■ TASK TO CARRY OUT
Please convert the rows below into a two-column CSV with the header instruction,points, giving one line per row. Put each row's text and its answer in their own quoted fields, with any line breaks replaced by spaces.

■ ENTRIES PROVIDED
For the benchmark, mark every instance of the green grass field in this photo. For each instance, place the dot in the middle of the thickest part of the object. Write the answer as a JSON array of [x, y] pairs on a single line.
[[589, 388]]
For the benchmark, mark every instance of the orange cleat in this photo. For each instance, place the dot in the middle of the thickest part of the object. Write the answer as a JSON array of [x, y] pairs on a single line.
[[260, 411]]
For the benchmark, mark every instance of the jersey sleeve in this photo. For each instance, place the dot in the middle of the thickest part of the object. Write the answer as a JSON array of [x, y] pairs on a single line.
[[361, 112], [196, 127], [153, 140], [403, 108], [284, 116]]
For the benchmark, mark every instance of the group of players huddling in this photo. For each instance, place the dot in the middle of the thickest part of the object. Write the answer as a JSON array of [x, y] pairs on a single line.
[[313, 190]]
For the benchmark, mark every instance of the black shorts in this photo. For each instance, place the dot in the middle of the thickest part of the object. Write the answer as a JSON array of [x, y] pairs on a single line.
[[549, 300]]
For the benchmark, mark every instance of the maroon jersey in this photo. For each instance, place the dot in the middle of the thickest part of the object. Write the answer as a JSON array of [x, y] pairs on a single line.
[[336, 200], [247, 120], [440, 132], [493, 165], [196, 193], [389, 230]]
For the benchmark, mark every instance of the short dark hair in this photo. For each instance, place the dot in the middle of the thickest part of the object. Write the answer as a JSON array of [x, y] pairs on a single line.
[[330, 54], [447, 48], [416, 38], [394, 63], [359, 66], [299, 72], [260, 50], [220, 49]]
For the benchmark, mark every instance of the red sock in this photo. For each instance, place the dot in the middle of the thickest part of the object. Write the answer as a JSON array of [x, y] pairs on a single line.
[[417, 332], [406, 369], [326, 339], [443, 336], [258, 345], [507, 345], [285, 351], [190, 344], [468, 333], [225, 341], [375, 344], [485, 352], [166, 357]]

■ SOLUTION FOR THIS TASK
instruction,points
"For the benchmark, mark every instance of the green grass field in this photo. For each instance, place the dot in the middle of the thickest part of the object. Write the answer as a JSON array of [x, y] pairs on a single line.","[[589, 388]]"
"For the benchmark, mark every instance of the orange cleat in this photo. For each instance, place the dot in the middle of the thickest part of the object. Write the answer as a JSON array of [x, y] pairs on a single line.","[[260, 411]]"
"For the benchmark, mark every instance of the jersey sleeve in this photo. For each instance, place the dot in the middle of the thickest part of the object. Write the answer as a JSON array of [x, y] pairs on a single line.","[[361, 112], [196, 127], [153, 140], [403, 108], [284, 116]]"
"For the benchmark, mark every instance of the group of players huddling in this photo. For each instance, place the dot in the middle of the thickest part of the object. Write the answer as a JSON array of [x, y] pairs on a single line.","[[313, 190]]"
"For the benchmark, mark every instance of the black shorts in this photo. For each instance, place the dot in the middle of the thickest part of the object. Write the answer as a JSON array of [x, y] pairs on a single line.","[[549, 300]]"
"For the benchmark, mark every instance of the maroon jersey in this photo. For each instance, place the dot in the middle of the thickest part of the object. Write the answer as a JSON array of [x, y] pairs on a single line.","[[336, 200], [247, 120], [440, 132], [493, 165], [196, 193], [389, 230]]"
"For the benchmark, mark every instance of the short dark hair in this photo. For each instance, place the dot in the middle of the thickest part of the object. Write the answer as a JSON array of [x, y] pairs on a single line.","[[330, 54], [447, 48], [416, 38], [394, 63], [359, 66], [299, 72], [260, 50], [220, 49]]"
"For the benchmark, mark every instance of the red sock in this photo. For each instance, place the dot in the middle of the thickest part of the object. Write the answer as a JSON array of [x, y] pairs on a single line.","[[417, 332], [406, 369], [326, 339], [443, 336], [258, 345], [507, 345], [285, 351], [190, 344], [468, 333], [225, 341], [375, 344], [485, 352], [166, 357]]"